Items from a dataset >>
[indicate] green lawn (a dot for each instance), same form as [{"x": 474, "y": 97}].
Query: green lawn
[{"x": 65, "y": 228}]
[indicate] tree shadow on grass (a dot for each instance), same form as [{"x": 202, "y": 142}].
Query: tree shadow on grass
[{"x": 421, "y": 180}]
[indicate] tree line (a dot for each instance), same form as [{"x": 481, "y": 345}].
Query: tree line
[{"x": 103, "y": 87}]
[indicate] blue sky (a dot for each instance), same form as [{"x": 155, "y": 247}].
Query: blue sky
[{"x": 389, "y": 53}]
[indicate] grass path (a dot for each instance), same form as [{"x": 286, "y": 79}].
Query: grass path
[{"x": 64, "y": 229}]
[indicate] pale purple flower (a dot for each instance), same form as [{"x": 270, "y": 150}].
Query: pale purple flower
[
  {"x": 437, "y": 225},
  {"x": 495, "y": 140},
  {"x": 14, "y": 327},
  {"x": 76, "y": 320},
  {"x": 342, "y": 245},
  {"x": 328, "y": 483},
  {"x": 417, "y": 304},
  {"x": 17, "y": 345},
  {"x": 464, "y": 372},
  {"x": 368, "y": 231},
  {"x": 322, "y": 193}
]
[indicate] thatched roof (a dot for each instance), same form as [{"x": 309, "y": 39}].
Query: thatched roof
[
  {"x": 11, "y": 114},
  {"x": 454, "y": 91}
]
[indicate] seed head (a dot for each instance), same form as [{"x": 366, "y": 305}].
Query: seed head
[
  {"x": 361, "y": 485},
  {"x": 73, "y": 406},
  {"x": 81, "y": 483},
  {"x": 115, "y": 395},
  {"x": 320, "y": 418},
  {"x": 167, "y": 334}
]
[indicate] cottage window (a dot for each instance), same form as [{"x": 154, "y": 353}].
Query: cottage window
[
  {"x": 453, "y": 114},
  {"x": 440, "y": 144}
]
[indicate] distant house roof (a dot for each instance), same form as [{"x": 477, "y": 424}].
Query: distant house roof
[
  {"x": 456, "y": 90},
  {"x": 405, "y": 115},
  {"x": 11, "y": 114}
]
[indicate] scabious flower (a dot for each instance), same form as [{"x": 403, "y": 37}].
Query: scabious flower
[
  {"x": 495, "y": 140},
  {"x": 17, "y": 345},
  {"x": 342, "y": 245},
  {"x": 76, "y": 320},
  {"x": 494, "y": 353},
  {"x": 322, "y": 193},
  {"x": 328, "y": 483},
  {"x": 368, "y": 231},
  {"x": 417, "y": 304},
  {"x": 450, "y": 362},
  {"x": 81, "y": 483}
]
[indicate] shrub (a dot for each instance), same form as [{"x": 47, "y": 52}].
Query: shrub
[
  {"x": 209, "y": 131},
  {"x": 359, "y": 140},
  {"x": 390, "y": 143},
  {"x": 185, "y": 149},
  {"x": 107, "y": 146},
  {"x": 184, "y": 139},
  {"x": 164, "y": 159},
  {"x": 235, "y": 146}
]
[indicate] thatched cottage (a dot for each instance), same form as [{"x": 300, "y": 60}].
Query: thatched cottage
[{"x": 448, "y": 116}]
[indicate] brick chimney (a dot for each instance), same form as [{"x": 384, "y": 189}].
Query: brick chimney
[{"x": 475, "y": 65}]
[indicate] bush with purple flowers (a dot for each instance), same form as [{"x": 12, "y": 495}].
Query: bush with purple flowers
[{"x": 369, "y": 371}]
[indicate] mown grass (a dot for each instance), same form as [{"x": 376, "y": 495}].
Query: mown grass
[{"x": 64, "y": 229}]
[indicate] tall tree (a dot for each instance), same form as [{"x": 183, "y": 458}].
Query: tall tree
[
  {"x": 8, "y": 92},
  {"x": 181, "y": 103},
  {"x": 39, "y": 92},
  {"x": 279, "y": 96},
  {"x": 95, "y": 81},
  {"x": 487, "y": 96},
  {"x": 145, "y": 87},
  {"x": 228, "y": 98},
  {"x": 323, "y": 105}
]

Short exercise >> Please output, with no changes, every line from the one containing "[indicate] bush with" through the end of the entries, including both that line and the last one.

The answer >>
[indicate] bush with purple flowers (a dot for each instance), same form as [{"x": 12, "y": 495}].
Query: bush with purple flowers
[{"x": 369, "y": 371}]
[indicate] mown grass (a dot for each instance), same form as [{"x": 376, "y": 495}].
Query: mown grass
[{"x": 64, "y": 229}]
[indicate] tall tree (a dot for each instance), same form as [{"x": 183, "y": 458}].
Query: tall tree
[
  {"x": 8, "y": 92},
  {"x": 181, "y": 103},
  {"x": 39, "y": 92},
  {"x": 279, "y": 96},
  {"x": 95, "y": 81},
  {"x": 487, "y": 96},
  {"x": 145, "y": 87},
  {"x": 228, "y": 98},
  {"x": 323, "y": 105}
]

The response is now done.